Copy out every line of text in the material below, word for word, and leave the pictures out.

start Records shown

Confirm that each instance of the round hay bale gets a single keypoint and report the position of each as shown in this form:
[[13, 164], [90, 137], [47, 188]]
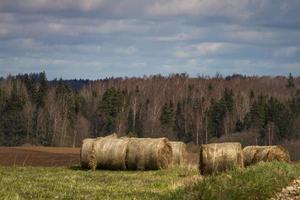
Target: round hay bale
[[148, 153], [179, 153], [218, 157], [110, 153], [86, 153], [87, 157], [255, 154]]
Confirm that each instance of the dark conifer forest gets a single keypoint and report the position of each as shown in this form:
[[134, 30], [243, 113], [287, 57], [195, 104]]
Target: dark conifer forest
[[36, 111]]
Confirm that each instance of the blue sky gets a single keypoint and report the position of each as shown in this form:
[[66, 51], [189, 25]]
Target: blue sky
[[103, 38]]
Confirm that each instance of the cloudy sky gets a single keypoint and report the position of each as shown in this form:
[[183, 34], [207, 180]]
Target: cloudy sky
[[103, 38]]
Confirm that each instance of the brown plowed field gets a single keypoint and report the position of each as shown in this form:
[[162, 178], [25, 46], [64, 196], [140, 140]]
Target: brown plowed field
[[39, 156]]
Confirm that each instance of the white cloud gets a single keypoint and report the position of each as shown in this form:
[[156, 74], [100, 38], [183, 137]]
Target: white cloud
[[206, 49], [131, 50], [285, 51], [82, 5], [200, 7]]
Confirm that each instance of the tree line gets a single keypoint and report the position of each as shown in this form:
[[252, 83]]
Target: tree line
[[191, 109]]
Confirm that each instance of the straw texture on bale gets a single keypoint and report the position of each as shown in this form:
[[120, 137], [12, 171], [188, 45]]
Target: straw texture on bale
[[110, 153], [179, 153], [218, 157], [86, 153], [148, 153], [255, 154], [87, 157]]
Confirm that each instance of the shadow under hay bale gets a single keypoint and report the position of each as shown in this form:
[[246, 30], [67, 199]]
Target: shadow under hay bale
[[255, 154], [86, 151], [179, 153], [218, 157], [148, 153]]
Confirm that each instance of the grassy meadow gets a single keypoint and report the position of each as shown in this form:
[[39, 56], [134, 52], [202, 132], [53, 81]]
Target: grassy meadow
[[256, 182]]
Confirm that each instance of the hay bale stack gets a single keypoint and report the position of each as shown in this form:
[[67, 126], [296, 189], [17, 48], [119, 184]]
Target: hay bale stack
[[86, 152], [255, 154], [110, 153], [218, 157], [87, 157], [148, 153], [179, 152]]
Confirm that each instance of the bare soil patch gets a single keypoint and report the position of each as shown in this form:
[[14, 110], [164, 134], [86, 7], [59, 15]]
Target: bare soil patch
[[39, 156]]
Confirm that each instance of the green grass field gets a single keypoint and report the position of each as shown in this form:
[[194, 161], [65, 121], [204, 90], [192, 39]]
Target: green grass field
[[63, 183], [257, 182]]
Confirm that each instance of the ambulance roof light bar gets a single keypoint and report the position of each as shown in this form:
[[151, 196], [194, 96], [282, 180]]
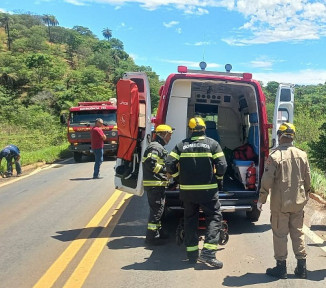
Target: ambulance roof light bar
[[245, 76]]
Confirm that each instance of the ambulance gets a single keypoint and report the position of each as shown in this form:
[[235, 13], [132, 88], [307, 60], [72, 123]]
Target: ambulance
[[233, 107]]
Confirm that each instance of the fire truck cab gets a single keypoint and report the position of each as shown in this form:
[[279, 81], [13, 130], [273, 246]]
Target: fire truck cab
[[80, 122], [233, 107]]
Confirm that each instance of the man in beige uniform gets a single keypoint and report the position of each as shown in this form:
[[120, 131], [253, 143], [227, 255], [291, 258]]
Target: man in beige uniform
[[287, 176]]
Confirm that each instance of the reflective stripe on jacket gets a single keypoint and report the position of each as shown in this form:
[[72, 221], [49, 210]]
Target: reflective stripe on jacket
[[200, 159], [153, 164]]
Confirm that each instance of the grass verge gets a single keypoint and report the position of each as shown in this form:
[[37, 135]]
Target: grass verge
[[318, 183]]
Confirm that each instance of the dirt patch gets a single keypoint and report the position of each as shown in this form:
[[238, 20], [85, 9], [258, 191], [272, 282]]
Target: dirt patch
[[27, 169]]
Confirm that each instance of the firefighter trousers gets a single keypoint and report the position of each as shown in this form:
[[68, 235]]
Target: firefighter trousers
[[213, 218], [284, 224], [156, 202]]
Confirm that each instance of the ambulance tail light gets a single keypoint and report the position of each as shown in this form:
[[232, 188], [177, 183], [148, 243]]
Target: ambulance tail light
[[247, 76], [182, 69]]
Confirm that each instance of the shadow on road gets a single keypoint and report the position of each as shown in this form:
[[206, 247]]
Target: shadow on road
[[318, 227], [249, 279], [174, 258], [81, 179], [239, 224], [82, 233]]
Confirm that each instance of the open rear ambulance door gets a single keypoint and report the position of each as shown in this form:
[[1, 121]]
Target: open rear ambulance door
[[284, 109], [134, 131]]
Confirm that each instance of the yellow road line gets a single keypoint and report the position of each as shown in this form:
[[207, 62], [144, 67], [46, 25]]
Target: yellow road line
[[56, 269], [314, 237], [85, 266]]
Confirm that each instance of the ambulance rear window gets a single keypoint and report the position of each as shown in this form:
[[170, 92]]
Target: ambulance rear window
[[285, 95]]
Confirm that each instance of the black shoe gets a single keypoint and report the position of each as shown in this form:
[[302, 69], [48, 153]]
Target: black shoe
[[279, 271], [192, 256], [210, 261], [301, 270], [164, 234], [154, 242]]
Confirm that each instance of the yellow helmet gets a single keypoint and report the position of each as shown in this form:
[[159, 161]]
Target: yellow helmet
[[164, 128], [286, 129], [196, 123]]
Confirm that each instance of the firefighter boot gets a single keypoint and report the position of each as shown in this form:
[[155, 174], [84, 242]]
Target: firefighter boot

end Records shown

Full output
Confirm that each instance of the round hay bale gets a single keypoint and report the position of each as shown in this form:
[[13, 164], [90, 137], [47, 188]]
Target: round hay bale
[[148, 153], [179, 153], [218, 157], [110, 153], [86, 153], [87, 157], [255, 154]]
Confirm that each instance of the dark conifer forest gets a single keypoint and report the position of each as shown in this form:
[[134, 30], [243, 113], [287, 57], [195, 104]]
Target: dark conifer forest
[[36, 111]]
Confirm that each instance of the blue sky gets a single keypoint and report the position of each as shown in this form:
[[66, 51], [189, 25]]
Target: blue sky
[[103, 38]]
Confirm that each instance of the cloudy sky gets a single keypoint and report the position of each as shown in this form:
[[183, 34], [207, 180]]
Target: cloudy sky
[[103, 38]]
Confirm that each instance of the brown plowed field gets a single keypoint and report the position of each as shown in this form:
[[162, 178], [25, 46], [64, 196], [140, 140]]
Target: brown plowed field
[[39, 156]]
Confirm that each instance of the white cloud gets a single keypoint and report the position of each as shown in this form:
[[156, 74], [100, 38], [183, 137]]
Target: white cloud
[[206, 49], [131, 50], [285, 51], [82, 5], [200, 7]]
Confirm that each instance of the tree line gets a single keypoint and report the position of each as shown in this form:
[[252, 83]]
Target: tree line
[[191, 109]]
Confirm that each instance of the straw texture on bale gets a single keypoint and report the position of each as shown in this form:
[[120, 137], [12, 171], [188, 45]]
Target: straw texture on bale
[[110, 153], [179, 153], [218, 157], [86, 153], [148, 153], [255, 154], [87, 157]]
Confirm that each instance of the shadow under hay bale gets a single keypoint and report the position of each as shown in this form:
[[246, 30], [67, 199]]
Target: shadow under hay bale
[[255, 154], [86, 151], [179, 153], [218, 157], [148, 153]]
Confirm that each instance of the grassy meadow gets a single keypoint and report the position of each as shown in this form:
[[39, 56], [134, 52], [202, 132], [53, 81]]
Target: grassy meadow
[[256, 182]]
Confirm that each instance of the hay bale stack gets a single keypoint and report the position of each as shown in this form:
[[67, 126], [296, 189], [17, 48], [119, 184]]
Target: hay bale stack
[[86, 152], [255, 154], [110, 153], [218, 157], [87, 157], [148, 153], [179, 152]]
Confirm that each instance of the bare soil patch gets a single keypoint and report the position of each as shown in this form:
[[14, 110], [164, 134], [86, 7], [59, 15]]
Target: bare soil patch
[[39, 156]]
Confirm that each instance of the green grass field gets a single keypoint and report the position of each as shown in this form:
[[194, 161], [65, 121], [204, 90], [192, 39]]
Target: green grass field
[[63, 183], [257, 182]]
Confirm that each instance of the ambulance roof light bar gets a single keypoint and report the position of each as shown in this form:
[[151, 196], [194, 96], [282, 180]]
Target: ambulance roof light bar
[[245, 76]]
Confirm that each instance of the ambulance gets a single keypoint and report the position of each as shown in this form:
[[235, 13], [132, 88], [307, 60], [72, 123]]
Target: ambulance
[[233, 107]]
Confirm that each instance of the fire truck cab gets a single keypoint and report the position of each as shown in this form:
[[279, 81], [13, 130], [273, 246]]
Target: fire truck cab
[[80, 122], [233, 107]]
Confirm that each instance of the man in beige uniform gets a single keypoint and report the position of each as shown in this form:
[[120, 131], [253, 143], [227, 255], [291, 258]]
Target: man in beige uniform
[[287, 176]]
Confirm that each instance of the reflective stripe on jacket gets a single keypoint and report the position of each as shown in this form:
[[72, 221], [49, 210]]
Target: reflective stripe on jacket
[[200, 159], [153, 164]]
Confirm that each instance of the grass verge gets a single keypoint and report the position of each as shown in this form:
[[37, 135]]
Target: grass verge
[[318, 183]]
Confirm that each instance of the dirt patch gets a single keypoint and report the position of each as shown in this form:
[[238, 20], [85, 9], [258, 191], [272, 282]]
Target: dirt patch
[[27, 169]]
Confirm that each instance of the firefighter trousers gets a single keypoint and report the position of each as shown in this form:
[[68, 235]]
Target: firefighter trousers
[[213, 218], [284, 224], [156, 202]]
Confirm that each instance of the ambulance tail light gets a single keypoint and report the position of each as shown in this form:
[[232, 188], [177, 183], [148, 243]]
Target: ambulance tail light
[[247, 76], [182, 69]]
Confirm that each instance of the shadow on road gets a single keypoint and report the position of each as shown in this form:
[[206, 247]]
Target: shadow on road
[[318, 227], [249, 279], [174, 258], [81, 179], [239, 224], [82, 233]]
Confirm that each instance of the open rear ambulance door gets a single keypoint and report the position of each as shown in this form:
[[1, 121]]
Target: open rear ambulance door
[[284, 109], [134, 131]]
Confirm that each instance of the yellow road line gets a single keypoint and report the position of each as shown in this form:
[[207, 62], [144, 67], [46, 25]]
Target: yellow road line
[[56, 269], [314, 237], [85, 266]]
Confirm that each instance of the ambulance rear window gets a single keypoint and report the position of each as shown in this form:
[[170, 92]]
Target: ambulance rear window
[[285, 95]]
Confirm that each instance of the black shoe gets a single keypoint and report the position of each as shown in this form:
[[302, 69], [48, 153]]
Target: black shoe
[[279, 271], [192, 256], [210, 261], [301, 270], [164, 234], [154, 242]]
Confirm that each instance of the yellow helmet gets a single keypoint and report the position of each as shown in this form:
[[159, 161]]
Target: yellow helmet
[[164, 128], [286, 129], [196, 123]]
Confirm that each instance of the firefighter boot gets a single keypoint and report the position of each as shown in this form:
[[155, 174], [84, 242]]
Target: firefighter boot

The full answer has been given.